# Required task
Starting at the line that contains "Where can the dirt" and ending at the end of the data, write out each line again, requests included, with every point coordinate in the answers scaled by 1.95 and rounded to a whole number, halves rounding up. Give only these lines and leave out the pictures.

# Information shown
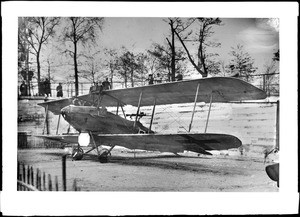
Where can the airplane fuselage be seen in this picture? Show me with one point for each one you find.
(99, 120)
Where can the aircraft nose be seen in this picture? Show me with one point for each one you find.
(65, 110)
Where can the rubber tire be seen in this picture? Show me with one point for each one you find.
(77, 153)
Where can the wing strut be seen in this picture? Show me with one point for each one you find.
(46, 120)
(117, 112)
(196, 96)
(58, 124)
(123, 111)
(153, 110)
(138, 111)
(208, 112)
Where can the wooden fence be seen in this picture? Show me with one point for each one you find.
(30, 180)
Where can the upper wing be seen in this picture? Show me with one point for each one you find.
(224, 89)
(200, 143)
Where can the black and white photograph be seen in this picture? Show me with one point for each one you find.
(113, 104)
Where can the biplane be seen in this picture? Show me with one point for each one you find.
(97, 127)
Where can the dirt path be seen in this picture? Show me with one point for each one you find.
(154, 171)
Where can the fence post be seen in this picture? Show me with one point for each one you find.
(49, 183)
(28, 175)
(32, 176)
(37, 178)
(64, 172)
(277, 125)
(24, 175)
(40, 181)
(56, 183)
(74, 185)
(44, 181)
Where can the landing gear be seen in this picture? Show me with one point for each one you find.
(77, 153)
(103, 155)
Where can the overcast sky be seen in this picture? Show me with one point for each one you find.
(260, 37)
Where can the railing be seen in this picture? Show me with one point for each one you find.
(267, 82)
(28, 180)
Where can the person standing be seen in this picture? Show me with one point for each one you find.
(158, 78)
(179, 77)
(23, 89)
(106, 84)
(151, 79)
(59, 92)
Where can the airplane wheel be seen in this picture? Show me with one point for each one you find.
(77, 153)
(103, 155)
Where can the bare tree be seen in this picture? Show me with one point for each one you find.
(162, 57)
(206, 63)
(80, 31)
(112, 62)
(40, 29)
(242, 62)
(176, 26)
(91, 66)
(270, 79)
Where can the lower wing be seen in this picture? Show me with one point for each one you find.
(199, 143)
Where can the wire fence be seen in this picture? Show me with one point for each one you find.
(30, 180)
(267, 82)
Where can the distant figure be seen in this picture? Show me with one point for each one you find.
(99, 86)
(151, 79)
(106, 84)
(59, 92)
(76, 101)
(158, 78)
(23, 89)
(42, 88)
(47, 87)
(179, 77)
(234, 72)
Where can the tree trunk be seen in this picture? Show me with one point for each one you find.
(173, 54)
(189, 56)
(38, 71)
(75, 69)
(132, 81)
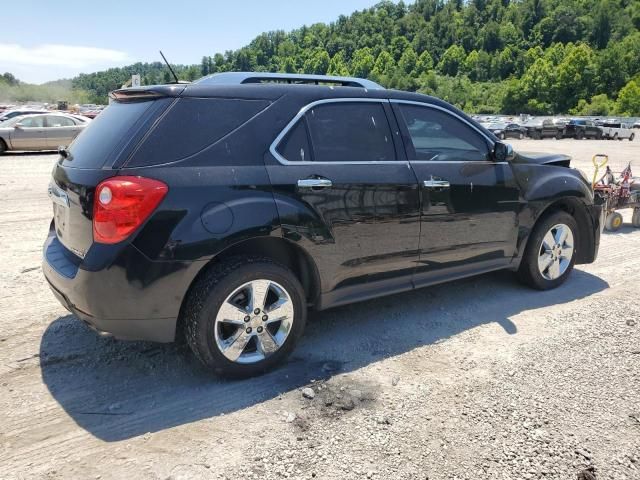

# Answer to this exercise
Where can the dirt path be seen in this picture? Show me with one point for each one you find.
(300, 333)
Where can the fence post be seen in this picture? Show me with one point for each one you find.
(96, 357)
(55, 341)
(62, 343)
(72, 347)
(125, 335)
(540, 244)
(47, 341)
(78, 353)
(109, 357)
(144, 361)
(86, 353)
Where can the landing gear be seen in this picture? Show me with one point for each one you find.
(150, 298)
(201, 302)
Where can the overcast sky be seen in this picture? Show me with one point for each one you find.
(507, 72)
Where can the railing be seen in this picture? Show me with one point for each one you find.
(521, 160)
(55, 351)
Where can the person standing be seen in this picture? Show me with one point for each one you find.
(308, 152)
(349, 150)
(45, 174)
(207, 164)
(294, 154)
(115, 179)
Where can the airplane wheel be seen in this picture? Show me with one point for each one you find.
(150, 298)
(201, 302)
Where can the bare tree be seen in this picture? Show me with one point for each one you find.
(316, 111)
(402, 123)
(156, 60)
(218, 121)
(78, 57)
(472, 121)
(343, 51)
(177, 129)
(527, 154)
Where can the lower wing be seen in this picture? Show me with one point for each one you find.
(388, 279)
Where can the wire fence be seen in this picture? Show me with one point for each one you find.
(59, 351)
(521, 160)
Where can the distant figure be seen in this picture? Show me with one point for each one you find.
(193, 168)
(294, 154)
(207, 164)
(115, 179)
(148, 197)
(308, 152)
(45, 174)
(82, 172)
(92, 170)
(349, 150)
(456, 140)
Where can the tree trunk be seen in this picture? Show me with one point for each one you find.
(337, 105)
(369, 109)
(74, 138)
(146, 135)
(257, 158)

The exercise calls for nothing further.